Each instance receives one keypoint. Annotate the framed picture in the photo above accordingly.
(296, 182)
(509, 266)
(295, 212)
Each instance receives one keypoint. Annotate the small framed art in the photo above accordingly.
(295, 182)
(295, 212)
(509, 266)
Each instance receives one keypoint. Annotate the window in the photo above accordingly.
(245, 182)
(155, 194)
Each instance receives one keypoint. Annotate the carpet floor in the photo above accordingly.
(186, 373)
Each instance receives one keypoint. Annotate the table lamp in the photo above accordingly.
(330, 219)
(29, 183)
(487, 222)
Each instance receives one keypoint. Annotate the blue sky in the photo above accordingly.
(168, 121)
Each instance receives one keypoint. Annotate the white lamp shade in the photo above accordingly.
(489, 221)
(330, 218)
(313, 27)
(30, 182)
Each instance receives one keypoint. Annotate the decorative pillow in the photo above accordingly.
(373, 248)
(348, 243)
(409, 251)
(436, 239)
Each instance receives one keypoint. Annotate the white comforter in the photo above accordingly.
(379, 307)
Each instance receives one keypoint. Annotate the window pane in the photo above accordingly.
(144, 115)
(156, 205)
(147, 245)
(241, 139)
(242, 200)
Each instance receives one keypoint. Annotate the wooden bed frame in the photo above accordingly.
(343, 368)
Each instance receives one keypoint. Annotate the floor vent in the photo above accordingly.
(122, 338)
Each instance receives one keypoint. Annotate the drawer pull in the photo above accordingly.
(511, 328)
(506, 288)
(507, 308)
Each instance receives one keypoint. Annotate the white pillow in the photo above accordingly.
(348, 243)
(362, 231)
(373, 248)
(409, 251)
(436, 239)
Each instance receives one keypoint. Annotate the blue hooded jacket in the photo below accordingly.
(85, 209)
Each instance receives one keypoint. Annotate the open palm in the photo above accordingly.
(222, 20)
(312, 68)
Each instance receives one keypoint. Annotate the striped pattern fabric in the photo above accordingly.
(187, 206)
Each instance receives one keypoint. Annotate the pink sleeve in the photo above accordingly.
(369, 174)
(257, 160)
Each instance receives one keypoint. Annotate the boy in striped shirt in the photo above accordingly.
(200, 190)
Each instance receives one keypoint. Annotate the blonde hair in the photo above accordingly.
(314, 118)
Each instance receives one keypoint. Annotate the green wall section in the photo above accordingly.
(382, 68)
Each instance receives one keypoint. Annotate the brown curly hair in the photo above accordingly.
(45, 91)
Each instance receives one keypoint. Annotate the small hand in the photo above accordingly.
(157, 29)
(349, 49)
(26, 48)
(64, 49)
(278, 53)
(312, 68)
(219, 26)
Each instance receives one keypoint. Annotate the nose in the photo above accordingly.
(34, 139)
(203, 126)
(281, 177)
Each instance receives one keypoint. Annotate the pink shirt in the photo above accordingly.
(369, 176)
=-=-=-=-=
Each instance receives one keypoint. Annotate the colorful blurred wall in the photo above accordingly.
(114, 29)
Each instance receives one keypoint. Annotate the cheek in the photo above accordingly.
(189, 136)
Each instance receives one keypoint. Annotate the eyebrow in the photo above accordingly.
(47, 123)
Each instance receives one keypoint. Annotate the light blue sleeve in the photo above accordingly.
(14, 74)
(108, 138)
=-=-=-=-=
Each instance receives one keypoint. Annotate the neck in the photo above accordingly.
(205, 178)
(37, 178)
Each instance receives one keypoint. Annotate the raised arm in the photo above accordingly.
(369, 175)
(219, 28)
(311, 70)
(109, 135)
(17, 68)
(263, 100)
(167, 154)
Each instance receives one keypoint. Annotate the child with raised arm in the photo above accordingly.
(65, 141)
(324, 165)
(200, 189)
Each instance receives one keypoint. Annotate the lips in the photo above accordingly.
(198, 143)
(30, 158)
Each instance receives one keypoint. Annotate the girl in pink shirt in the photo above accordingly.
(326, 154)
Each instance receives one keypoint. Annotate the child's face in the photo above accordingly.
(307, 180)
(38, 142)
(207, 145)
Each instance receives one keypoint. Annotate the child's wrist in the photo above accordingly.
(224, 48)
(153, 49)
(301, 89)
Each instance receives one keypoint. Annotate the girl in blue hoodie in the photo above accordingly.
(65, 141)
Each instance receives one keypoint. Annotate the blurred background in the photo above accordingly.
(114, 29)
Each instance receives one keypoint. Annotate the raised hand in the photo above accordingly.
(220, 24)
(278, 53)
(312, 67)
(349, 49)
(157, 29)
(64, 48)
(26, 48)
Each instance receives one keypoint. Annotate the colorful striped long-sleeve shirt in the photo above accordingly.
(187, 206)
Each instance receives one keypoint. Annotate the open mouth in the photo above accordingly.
=-=-=-=-=
**Problem to work on:**
Reproduce the listing word for word, beginning with the line that contains "Each instance receives one keypoint. Annotate the lips" and stopping after the line that contains "Each instance receives one keypoint. Annotate the open mouth".

**Completed task:**
Each instance receives one keypoint. Annotate the lips in the photo above accordingly.
(198, 143)
(30, 158)
Each instance receives one keypoint. Annotate the girl in pink shirt in the photo above accordingly.
(326, 154)
Each instance receives one keypoint. Annotate the child's face in the photo above accordingly.
(307, 180)
(38, 142)
(207, 145)
Each instance receives one keypoint. Annotate the child's wrist in the photo above accordingly.
(224, 48)
(153, 49)
(301, 89)
Each instance receives one keypoint. Annotate the girl in blue hoodie in the photo above accordingly.
(65, 141)
Each instance receives one keypoint. Annotate the blurred background in the photo above accordingly.
(114, 29)
Each instance receives one keypoint. Annotate the raised hand in the photo above accordingly.
(220, 24)
(278, 53)
(312, 67)
(349, 49)
(157, 29)
(64, 48)
(26, 48)
Each instance receives one keypoint. Annotate the colorful striped long-sleeve shirt in the photo above accordingly.
(187, 206)
Each instance receives one keypoint. Annotate the open mouth in the photo above accordingly.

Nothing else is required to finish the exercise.